**Material to process**
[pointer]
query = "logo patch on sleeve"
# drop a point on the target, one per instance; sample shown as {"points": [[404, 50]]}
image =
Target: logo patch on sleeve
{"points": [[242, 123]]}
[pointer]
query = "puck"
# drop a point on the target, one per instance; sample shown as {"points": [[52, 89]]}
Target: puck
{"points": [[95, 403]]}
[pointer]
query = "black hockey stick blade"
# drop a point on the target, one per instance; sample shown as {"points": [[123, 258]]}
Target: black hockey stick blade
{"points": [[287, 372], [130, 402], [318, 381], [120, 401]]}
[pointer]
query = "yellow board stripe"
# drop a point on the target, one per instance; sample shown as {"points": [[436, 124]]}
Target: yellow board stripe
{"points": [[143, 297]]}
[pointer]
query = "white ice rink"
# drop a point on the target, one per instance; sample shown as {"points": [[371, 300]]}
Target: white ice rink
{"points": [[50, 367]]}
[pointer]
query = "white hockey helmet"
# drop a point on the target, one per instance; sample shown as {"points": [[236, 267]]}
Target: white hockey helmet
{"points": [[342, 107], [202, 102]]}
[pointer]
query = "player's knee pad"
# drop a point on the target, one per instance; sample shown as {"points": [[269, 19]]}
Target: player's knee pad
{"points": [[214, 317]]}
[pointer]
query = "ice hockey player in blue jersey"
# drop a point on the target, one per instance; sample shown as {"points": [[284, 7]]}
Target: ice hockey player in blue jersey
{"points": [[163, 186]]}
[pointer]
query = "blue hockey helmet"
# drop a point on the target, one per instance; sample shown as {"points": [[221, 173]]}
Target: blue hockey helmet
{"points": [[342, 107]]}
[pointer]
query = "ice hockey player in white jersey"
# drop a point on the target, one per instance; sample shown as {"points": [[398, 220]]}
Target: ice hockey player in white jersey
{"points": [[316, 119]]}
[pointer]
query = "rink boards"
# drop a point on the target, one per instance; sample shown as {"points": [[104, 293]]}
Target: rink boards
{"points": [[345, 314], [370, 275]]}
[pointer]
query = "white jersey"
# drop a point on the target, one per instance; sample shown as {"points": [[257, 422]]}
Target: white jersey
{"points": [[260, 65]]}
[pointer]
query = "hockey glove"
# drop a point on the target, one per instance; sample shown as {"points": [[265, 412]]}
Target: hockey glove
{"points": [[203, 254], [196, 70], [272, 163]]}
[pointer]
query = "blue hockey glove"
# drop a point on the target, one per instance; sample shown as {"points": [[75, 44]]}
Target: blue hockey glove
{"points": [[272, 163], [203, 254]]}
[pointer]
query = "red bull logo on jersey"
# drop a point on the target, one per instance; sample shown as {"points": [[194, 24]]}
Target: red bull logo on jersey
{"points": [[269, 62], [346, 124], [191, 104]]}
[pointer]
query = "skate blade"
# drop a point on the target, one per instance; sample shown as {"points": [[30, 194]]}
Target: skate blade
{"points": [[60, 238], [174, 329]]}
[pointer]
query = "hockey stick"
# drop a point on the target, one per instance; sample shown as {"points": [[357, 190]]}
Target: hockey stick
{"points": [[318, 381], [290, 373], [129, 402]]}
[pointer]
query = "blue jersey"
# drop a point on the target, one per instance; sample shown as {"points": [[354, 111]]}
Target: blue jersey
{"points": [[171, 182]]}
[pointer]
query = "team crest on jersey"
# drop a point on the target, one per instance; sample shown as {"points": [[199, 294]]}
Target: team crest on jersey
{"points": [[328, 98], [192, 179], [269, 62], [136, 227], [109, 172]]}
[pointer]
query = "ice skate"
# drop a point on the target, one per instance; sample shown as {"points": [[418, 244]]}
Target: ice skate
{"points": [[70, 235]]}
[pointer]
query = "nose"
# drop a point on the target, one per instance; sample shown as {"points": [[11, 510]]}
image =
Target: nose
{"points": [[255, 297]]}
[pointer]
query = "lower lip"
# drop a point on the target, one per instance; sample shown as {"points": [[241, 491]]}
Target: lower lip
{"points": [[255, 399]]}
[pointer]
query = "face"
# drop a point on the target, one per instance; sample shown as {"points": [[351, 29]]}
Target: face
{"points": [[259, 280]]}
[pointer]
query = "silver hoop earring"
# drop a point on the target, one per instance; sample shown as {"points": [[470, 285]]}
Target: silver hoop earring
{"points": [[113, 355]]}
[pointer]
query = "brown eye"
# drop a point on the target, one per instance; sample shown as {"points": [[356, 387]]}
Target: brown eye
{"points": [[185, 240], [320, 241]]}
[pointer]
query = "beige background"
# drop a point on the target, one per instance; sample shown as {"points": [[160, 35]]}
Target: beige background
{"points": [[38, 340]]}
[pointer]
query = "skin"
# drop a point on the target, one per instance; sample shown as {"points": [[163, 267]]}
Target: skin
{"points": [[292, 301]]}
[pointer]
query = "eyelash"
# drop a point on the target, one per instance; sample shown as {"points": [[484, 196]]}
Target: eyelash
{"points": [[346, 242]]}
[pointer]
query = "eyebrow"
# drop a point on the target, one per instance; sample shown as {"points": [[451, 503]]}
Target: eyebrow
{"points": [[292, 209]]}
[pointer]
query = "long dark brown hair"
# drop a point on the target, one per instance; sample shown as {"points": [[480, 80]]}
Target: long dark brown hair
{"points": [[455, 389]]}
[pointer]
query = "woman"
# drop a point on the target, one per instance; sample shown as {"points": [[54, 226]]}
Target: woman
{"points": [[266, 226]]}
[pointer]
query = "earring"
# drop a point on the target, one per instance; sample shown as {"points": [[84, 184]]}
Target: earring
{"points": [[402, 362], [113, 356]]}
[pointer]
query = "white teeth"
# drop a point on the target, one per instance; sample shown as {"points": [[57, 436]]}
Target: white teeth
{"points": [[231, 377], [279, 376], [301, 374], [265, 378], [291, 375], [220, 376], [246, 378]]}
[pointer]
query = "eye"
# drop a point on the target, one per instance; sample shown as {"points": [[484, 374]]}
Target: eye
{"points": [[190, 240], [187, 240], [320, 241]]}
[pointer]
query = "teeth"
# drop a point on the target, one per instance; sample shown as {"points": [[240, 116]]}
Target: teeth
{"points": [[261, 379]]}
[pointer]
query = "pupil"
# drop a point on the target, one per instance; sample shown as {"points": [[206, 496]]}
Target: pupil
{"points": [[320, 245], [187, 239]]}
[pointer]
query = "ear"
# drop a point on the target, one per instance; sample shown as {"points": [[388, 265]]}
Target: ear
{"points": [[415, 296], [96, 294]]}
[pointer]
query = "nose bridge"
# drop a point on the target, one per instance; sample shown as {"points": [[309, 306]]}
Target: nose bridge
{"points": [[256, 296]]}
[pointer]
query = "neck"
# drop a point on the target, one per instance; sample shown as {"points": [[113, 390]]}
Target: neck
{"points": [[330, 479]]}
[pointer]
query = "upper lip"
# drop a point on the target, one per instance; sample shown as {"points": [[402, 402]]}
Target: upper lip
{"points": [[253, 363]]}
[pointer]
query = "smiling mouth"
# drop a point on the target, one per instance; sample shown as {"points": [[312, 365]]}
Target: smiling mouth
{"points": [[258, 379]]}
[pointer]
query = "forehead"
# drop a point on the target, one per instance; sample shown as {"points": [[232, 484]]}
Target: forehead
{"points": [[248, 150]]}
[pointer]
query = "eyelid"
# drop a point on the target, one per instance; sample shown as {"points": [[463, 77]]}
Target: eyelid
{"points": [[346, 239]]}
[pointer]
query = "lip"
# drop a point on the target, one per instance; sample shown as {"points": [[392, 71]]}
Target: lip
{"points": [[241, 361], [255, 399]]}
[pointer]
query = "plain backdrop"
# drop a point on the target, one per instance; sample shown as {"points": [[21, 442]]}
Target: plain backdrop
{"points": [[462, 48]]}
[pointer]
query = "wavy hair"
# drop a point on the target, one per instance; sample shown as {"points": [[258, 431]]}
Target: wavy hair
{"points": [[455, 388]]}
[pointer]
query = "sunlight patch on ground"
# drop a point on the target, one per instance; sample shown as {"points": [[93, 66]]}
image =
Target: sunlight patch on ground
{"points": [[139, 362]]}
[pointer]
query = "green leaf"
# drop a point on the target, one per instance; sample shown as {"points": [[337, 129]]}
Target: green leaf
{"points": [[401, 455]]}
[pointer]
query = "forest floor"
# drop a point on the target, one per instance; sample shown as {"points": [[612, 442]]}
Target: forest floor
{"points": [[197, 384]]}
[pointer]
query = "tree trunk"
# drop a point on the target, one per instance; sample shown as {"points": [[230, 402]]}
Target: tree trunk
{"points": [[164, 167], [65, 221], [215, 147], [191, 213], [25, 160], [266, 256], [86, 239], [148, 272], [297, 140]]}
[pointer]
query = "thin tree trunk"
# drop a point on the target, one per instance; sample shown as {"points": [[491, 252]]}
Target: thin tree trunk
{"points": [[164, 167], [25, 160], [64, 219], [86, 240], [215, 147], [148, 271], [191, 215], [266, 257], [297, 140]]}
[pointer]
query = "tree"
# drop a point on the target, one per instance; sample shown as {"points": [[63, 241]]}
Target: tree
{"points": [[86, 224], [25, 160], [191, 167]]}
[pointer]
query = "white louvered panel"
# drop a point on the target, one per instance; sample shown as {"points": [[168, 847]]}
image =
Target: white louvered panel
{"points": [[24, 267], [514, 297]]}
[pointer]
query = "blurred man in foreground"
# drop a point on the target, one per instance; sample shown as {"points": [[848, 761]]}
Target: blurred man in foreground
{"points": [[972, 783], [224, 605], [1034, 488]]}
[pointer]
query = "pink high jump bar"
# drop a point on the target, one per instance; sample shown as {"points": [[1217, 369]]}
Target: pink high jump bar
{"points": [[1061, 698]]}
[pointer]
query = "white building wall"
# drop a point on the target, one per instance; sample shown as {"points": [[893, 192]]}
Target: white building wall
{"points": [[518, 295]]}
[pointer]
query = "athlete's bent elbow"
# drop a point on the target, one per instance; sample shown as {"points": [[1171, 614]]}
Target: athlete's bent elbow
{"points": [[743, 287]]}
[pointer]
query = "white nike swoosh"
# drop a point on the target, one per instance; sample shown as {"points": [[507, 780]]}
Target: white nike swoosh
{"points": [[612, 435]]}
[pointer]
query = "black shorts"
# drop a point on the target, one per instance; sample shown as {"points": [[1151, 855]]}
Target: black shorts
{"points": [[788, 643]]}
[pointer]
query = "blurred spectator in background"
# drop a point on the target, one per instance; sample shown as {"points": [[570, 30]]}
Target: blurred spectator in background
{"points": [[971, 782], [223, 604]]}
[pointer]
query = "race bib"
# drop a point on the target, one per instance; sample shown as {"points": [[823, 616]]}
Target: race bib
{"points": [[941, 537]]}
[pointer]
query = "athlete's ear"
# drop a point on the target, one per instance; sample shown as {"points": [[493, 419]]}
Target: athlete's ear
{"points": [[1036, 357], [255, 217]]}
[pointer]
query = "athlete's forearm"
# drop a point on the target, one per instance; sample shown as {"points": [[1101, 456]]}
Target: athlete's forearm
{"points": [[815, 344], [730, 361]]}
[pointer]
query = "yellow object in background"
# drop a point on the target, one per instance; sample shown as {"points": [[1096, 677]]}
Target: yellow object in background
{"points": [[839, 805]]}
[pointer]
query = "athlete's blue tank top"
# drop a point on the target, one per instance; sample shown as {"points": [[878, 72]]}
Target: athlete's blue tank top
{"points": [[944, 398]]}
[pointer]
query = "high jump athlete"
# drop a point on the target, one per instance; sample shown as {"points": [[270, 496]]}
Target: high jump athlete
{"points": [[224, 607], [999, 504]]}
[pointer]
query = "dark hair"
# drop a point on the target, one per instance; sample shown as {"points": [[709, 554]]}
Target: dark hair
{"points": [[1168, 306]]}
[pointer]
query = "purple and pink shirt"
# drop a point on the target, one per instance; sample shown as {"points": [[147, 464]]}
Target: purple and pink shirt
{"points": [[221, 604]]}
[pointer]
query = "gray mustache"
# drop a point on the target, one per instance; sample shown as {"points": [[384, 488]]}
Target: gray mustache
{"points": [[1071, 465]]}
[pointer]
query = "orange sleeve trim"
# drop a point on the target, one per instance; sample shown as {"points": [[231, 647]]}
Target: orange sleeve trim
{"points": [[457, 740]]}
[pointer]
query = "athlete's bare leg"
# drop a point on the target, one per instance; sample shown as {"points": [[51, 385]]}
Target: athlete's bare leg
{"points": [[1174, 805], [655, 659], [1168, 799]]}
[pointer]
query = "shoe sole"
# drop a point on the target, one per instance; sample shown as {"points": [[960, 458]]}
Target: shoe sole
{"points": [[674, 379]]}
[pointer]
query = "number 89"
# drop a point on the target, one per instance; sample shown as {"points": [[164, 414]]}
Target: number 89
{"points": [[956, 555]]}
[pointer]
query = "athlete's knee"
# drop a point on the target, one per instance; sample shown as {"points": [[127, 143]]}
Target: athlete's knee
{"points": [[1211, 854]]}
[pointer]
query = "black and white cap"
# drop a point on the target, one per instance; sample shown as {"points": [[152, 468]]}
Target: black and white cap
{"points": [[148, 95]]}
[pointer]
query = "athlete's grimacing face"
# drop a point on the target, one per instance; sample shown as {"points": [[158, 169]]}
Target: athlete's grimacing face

**What is being asked**
Search the listing for the word "grimacing", and copy every line in which it is found.

**Answer area**
query = "athlete's grimacing face"
Target: athlete's grimacing face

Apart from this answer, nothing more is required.